Task to complete: The answer must consist only of the lines from the line with "Target: power line" to the line with "Where can the apartment", both included, exactly as they stand below.

Dataset entries:
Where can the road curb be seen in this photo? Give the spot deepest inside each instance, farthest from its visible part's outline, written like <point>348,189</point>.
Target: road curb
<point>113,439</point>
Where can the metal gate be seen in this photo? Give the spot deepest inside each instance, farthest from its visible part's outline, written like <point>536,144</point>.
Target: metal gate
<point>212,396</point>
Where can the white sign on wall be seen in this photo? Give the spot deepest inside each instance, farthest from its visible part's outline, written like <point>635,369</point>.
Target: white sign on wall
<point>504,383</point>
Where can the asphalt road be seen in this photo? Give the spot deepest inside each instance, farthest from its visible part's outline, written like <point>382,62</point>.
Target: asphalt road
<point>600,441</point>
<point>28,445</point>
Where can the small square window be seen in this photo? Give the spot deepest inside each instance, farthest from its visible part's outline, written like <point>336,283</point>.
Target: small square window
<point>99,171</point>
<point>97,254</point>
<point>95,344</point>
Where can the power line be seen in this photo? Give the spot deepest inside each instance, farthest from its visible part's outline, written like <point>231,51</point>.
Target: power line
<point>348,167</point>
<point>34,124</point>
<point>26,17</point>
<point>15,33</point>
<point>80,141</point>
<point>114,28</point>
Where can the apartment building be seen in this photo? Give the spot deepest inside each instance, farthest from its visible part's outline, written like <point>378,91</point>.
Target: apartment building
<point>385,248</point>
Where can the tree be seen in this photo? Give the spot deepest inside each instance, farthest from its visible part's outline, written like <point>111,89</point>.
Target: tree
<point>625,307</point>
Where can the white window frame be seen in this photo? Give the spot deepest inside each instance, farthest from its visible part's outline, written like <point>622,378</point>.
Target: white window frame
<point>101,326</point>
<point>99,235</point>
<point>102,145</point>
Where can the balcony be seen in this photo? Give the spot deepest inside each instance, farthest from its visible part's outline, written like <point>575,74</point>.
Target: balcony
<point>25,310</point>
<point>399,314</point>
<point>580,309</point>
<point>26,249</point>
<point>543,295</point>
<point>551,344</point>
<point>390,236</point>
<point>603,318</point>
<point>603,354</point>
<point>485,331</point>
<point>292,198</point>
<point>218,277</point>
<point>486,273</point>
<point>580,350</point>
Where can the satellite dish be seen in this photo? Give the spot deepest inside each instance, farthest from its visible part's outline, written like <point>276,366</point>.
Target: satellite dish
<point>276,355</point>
---
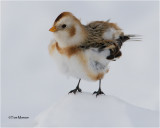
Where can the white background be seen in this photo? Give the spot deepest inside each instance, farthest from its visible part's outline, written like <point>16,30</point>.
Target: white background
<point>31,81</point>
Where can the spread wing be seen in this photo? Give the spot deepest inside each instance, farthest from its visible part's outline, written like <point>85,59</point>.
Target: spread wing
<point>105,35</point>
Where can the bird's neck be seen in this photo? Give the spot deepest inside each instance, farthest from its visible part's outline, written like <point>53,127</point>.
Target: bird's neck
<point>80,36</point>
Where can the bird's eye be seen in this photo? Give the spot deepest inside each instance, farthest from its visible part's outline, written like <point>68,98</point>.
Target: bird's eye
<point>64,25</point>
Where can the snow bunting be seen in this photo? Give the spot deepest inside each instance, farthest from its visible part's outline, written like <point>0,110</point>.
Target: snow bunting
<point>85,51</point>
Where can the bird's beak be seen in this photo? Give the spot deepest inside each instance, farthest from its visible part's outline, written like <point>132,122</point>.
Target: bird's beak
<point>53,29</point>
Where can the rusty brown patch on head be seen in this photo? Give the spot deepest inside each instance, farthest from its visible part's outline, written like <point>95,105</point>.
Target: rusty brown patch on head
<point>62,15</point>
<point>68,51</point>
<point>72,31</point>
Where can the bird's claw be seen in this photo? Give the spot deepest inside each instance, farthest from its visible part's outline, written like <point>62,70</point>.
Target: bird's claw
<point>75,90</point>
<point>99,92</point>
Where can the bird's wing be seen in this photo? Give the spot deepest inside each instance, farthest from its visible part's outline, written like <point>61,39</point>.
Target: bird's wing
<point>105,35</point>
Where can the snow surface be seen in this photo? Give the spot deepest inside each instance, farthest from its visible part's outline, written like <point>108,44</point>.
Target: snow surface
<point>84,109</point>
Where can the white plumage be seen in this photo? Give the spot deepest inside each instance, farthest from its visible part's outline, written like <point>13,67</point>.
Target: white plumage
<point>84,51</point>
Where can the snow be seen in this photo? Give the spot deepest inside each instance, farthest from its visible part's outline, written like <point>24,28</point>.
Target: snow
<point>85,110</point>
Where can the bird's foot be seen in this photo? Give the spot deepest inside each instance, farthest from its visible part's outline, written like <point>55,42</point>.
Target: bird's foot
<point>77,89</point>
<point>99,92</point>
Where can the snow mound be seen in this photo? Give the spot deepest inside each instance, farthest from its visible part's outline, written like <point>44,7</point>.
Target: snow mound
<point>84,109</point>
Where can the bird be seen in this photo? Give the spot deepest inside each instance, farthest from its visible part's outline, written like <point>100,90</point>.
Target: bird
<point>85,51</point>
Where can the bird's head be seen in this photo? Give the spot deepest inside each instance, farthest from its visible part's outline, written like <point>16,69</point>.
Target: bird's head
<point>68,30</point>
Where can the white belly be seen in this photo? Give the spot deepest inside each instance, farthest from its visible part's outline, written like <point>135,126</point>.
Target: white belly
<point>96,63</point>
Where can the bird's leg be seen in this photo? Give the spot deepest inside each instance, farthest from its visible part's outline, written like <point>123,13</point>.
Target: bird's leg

Problem solution:
Target: power line
<point>348,167</point>
<point>34,124</point>
<point>26,17</point>
<point>15,33</point>
<point>80,141</point>
<point>114,28</point>
Where can the apartment building be seen in this photo? Give the spot deepest inside each instance, farthest from its visible part's outline, written like <point>378,91</point>.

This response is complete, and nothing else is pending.